● **OBIETTIVO 1**
Rispondi alle seguenti domande basandoti sul testo di partenza riportato più sotto, indicando ogni risposta con la stessa lettera.
(a) In quante fasce di colore il nuovo dpcm suddivide le regioni?
(b) In quali regioni era previsto inizialmente il coprifuoco?
(c) In quale anno, secondo il testo, Londra sarebbe stata rasa al suolo dalle fiamme?
● **OBIETTIVO 2**
Stabilisci se ciascuna affermazione concorda con il testo di partenza riportato più sotto. Rispondi sì o no e cita le parole del testo che lo dimostrano.
(a) Zaia chiede misure estese su tutto il territorio nazionale.
(b) Con il nuovo decreto non si può uscire di casa dalle 22 in poi, salvo eccezioni.
(c) I confini regionali restano aperti.
● **OBIETTIVO 3**
Spiega in una o due frasi perché, secondo il testo di partenza riportato più sotto, in Italia si cerca in ogni modo di evitare un nuovo lockdown totale.

Non stiamo scoprendo nulla di nuovo, questi metodi di prevenzione erano noti già ai nostri trisavoli.
Il lockdown di marzo non è stato altro che un remake di altre esperienze simili nella storia umana.
La domanda ora è: data la ripresa dei contagi e la tremenda esperienza accumulata, come ci stiamo muovendo in Italia?
Di certo non in maniera così diversa rispetto al resto d’Europa. Anzi per i numeri sì alti, ma non al livello di molti altri paesi – ci siamo permessi delle misure relativamente più leggere.
La parola tabù resta “lockdown”. Se fino a un paio di mesi fa, quando la bestia sembrava mansueta, vedevamo lontana la possibilità di un ritorno alla chiusura totale, adesso la minaccia si sta facendo incombente.
Il nuovo dpcm ragiona su tre livelli: le regioni vengono suddivise in gialle, arancioni e rosse in base alla gravità sanitaria. I confini regionali sono chiusi e all’interno delle singole circoscrizioni territoriali si possono stabilire lockdown locali laddove la situazione lo richieda.
Alcuni Presidenti regionali, come De Luca che fino a due settimane fa paventava il lockdown regionale, ora chiedono misure estese sul territorio nazionale; ma giustamente gli altri Presidenti delle regioni meno colpite come Zaia in Veneto ritengono controproducente un provvedimento simile. E infatti, il Governo si è mosso in un’ottica differenziale.
Tutt’altro che una scelta scellerata: abbiamo constatato, tra scioperi e manifestazioni varie, che l’Italia non riuscirebbe a reggere economicamente e psicologicamente un altro stallo totale. Ci si sta muovendo in ogni modo per evitare questa estrema soluzione.
La via di mezzo a cui si sta ricorrendo maggiormente è il coprifuoco. Se in un primo momento, questo era previsto solo in Lombardia e in Campania a partire dalle ore 23 fino alle 5 di mattina, Conte con il nuovo decreto ha esteso il provvedimento a tutto lo stivale, anticipando di un’ora.
Non vi azzardate a mettere piede fuori di casa dalle 22 in poi, salvo per motivi di lavoro, salute e necessità.
Vi siete mai chiesti da dove nasca l’usanza del coprifuoco?
Non si tratta di un caso di falsa etimologia: tale abitudine deriverebbe il nome dal fatto che, nel Medioevo, gli abitanti delle città coprivano fuochi, lumi e lanterne dopo una certa ora, allo scopo di evitare enormi e devastanti incendi. Sembra addirittura che Londra sia stata rasa al suolo dalle fiamme nel 1666.

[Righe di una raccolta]
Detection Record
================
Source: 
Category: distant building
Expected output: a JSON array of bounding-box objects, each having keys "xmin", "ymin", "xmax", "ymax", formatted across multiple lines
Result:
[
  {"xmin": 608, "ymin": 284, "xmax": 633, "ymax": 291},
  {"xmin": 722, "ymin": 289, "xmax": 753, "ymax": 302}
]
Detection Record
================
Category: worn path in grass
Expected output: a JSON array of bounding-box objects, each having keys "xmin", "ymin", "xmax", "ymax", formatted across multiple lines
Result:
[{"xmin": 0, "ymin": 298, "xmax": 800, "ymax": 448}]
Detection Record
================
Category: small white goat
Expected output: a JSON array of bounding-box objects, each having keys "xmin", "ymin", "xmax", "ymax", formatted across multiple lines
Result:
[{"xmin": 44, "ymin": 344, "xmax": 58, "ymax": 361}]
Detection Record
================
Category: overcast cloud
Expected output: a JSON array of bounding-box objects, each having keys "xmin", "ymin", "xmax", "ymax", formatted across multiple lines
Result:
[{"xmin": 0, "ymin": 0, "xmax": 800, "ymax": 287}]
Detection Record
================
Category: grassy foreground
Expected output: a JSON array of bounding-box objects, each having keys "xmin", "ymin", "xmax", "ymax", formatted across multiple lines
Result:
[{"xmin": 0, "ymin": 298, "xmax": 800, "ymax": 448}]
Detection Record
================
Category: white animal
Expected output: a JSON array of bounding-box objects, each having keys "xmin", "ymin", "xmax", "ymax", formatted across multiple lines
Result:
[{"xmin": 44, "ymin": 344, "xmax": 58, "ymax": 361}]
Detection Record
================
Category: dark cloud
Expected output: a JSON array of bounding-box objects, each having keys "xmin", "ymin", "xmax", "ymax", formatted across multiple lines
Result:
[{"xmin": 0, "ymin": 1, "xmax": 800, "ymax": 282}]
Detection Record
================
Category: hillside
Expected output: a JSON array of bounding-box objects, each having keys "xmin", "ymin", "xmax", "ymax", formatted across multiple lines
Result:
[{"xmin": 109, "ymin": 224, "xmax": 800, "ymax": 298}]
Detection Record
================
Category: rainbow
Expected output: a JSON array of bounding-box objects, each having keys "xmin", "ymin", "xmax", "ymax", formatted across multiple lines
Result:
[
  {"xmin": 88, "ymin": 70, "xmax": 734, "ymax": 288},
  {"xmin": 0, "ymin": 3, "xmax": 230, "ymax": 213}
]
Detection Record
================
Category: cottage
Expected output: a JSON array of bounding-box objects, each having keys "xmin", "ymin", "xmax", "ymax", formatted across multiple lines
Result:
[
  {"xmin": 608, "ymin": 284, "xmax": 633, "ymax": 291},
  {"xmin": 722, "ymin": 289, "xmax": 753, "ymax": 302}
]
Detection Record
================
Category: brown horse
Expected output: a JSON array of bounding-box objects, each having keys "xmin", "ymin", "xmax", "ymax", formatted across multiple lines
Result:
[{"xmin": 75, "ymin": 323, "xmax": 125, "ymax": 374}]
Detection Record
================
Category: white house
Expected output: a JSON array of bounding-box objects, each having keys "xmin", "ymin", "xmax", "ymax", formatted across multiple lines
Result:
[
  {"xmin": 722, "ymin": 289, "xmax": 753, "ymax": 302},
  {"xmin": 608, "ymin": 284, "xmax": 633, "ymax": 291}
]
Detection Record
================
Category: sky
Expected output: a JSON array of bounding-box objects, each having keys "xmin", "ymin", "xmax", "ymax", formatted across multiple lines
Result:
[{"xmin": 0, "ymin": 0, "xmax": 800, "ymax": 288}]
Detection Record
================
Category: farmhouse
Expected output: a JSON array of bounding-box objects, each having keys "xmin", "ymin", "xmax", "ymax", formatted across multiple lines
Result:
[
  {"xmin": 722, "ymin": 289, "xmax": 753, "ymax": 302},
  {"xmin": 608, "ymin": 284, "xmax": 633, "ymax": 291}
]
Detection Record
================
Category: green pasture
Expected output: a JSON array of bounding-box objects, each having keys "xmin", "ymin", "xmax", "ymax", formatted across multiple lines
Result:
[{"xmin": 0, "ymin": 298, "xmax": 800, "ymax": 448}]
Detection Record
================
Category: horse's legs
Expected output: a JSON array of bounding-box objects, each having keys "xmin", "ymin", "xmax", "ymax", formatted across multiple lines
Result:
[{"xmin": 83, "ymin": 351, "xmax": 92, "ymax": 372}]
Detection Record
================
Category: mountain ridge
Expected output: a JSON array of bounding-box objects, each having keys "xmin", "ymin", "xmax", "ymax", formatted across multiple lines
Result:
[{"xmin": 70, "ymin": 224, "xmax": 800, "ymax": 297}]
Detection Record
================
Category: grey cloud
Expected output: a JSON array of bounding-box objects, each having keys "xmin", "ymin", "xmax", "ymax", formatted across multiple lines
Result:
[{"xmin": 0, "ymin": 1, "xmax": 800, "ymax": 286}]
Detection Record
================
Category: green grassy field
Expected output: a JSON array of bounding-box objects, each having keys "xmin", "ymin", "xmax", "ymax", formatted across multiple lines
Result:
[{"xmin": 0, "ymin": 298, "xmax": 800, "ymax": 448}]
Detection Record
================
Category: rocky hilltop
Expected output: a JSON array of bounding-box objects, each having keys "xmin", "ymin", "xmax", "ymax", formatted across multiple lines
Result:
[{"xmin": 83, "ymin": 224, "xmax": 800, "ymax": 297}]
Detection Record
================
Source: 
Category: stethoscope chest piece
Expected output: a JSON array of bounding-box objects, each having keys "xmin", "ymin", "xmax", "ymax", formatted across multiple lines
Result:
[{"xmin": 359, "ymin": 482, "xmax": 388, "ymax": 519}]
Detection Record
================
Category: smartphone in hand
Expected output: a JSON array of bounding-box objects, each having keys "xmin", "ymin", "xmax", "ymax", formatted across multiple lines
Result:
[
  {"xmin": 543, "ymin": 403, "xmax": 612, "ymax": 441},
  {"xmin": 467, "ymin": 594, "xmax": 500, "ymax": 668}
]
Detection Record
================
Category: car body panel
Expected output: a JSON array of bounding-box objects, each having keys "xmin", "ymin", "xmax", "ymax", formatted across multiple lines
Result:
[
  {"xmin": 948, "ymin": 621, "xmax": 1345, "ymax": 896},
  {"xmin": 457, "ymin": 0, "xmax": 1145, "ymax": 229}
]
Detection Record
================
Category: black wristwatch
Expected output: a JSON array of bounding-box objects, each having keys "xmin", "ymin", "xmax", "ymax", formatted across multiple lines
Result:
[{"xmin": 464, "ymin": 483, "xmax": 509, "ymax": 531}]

● **RISPOSTA ATTESA 1**
(a) In tre fasce: gialle, arancioni e rosse.
(b) In Lombardia e in Campania.
(c) Nel 1666.

● **RISPOSTA ATTESA 2**
(a) No: "gli altri Presidenti delle regioni meno colpite come Zaia in Veneto ritengono controproducente un provvedimento simile".
(b) Sì: "Non vi azzardate a mettere piede fuori di casa dalle 22 in poi, salvo per motivi di lavoro, salute e necessità".
(c) No: "I confini regionali sono chiusi".

● **RISPOSTA ATTESA 3**
Tra scioperi e manifestazioni si è constatato che l'Italia non riuscirebbe a reggere, né economicamente né psicologicamente, un altro stallo totale. Per questo il Governo adotta misure differenziate come il coprifuoco.